==== The input ====

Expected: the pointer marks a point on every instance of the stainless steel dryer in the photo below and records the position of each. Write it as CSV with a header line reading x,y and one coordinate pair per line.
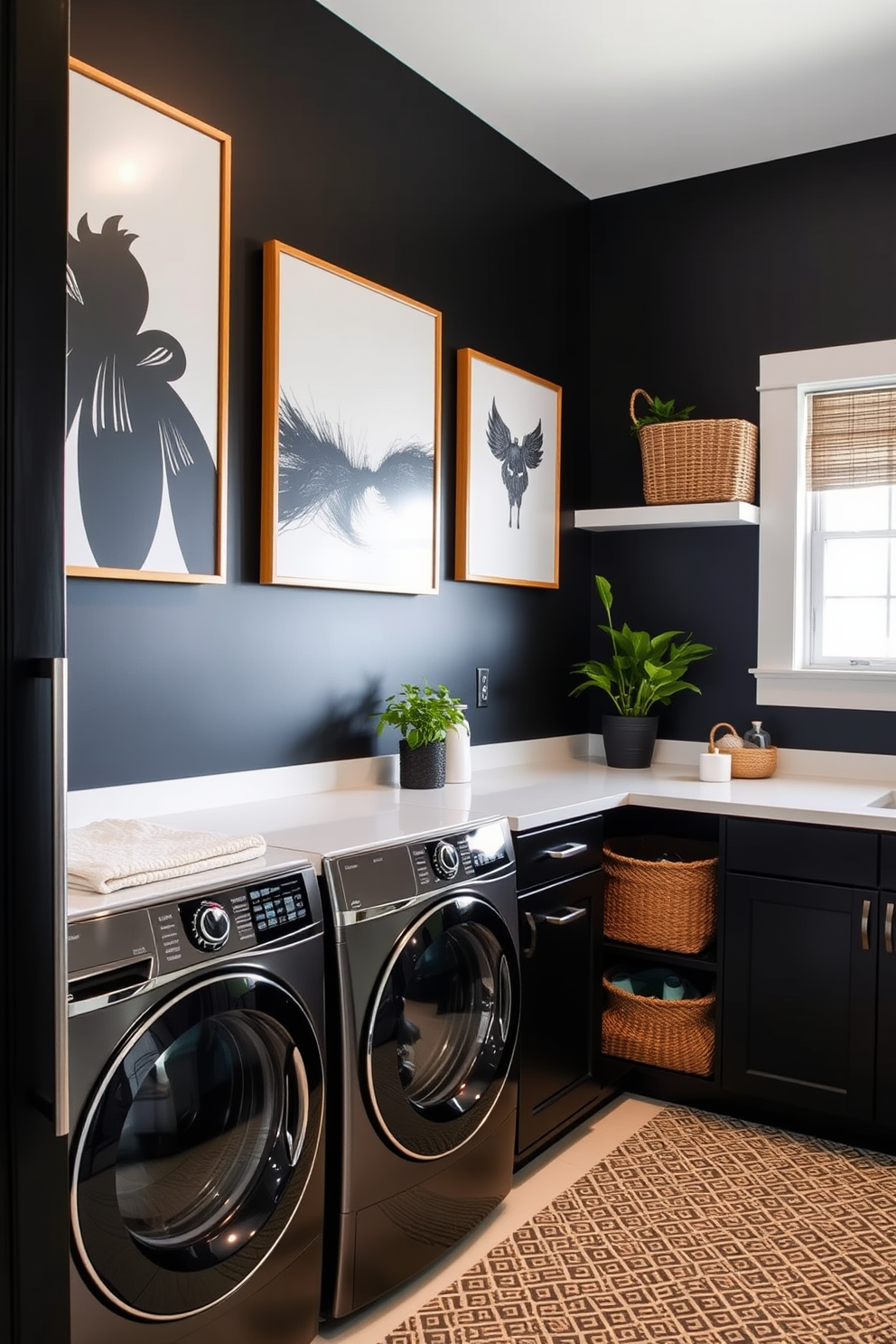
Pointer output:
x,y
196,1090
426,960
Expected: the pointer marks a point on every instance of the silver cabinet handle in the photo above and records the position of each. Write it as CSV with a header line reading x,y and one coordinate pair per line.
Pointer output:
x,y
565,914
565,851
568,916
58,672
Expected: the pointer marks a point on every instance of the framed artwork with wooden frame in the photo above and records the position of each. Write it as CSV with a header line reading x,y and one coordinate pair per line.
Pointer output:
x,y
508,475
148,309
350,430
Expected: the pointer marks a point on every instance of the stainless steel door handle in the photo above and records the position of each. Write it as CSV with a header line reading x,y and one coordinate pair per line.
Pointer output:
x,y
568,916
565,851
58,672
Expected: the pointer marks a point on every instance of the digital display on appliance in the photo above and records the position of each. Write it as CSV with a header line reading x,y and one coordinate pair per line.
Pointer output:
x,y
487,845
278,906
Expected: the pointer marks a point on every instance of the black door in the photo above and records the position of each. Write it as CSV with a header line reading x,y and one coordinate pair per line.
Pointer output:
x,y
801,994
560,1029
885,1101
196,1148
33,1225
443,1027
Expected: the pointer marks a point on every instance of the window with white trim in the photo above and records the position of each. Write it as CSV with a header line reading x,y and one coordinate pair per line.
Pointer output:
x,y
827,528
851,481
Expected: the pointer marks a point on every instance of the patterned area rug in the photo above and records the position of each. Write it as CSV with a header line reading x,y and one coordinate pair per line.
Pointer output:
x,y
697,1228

====
==== The input ====

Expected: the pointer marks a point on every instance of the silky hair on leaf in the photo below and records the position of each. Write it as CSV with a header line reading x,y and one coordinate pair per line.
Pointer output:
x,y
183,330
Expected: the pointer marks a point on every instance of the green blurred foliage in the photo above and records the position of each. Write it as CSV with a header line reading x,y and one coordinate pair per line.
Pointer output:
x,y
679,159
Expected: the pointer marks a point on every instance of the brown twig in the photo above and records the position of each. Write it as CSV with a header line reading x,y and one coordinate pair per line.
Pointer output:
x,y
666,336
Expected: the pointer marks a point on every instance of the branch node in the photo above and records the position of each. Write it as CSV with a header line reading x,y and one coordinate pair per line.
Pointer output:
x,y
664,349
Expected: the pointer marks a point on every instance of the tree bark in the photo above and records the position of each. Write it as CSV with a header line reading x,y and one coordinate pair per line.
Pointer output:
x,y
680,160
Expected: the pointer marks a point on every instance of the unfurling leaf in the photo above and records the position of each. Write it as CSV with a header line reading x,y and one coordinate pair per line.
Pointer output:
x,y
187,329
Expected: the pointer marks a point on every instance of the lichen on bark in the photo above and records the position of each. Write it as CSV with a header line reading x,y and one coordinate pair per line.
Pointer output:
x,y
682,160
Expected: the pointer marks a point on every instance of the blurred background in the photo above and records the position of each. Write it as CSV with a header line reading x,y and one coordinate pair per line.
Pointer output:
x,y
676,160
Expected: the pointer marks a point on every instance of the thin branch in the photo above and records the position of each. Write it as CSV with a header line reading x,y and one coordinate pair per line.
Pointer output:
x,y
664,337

====

● Aim: Please pick out every line of the records above that contains the word "stainless", and copy each of those lines.

● Finished exercise:
Expected: the pointer marks a point on every instance of the stainless steel dryer in the photo below and records the position of each. Write it as CSV with a header line reading x,y and one coordinate pair per line.
Expected: the pointer marks a point on every instance of the stainless steel door handle in the photo above and records the position of each. Write it as CSV with a header line reading x,y and one coordinate pair per line.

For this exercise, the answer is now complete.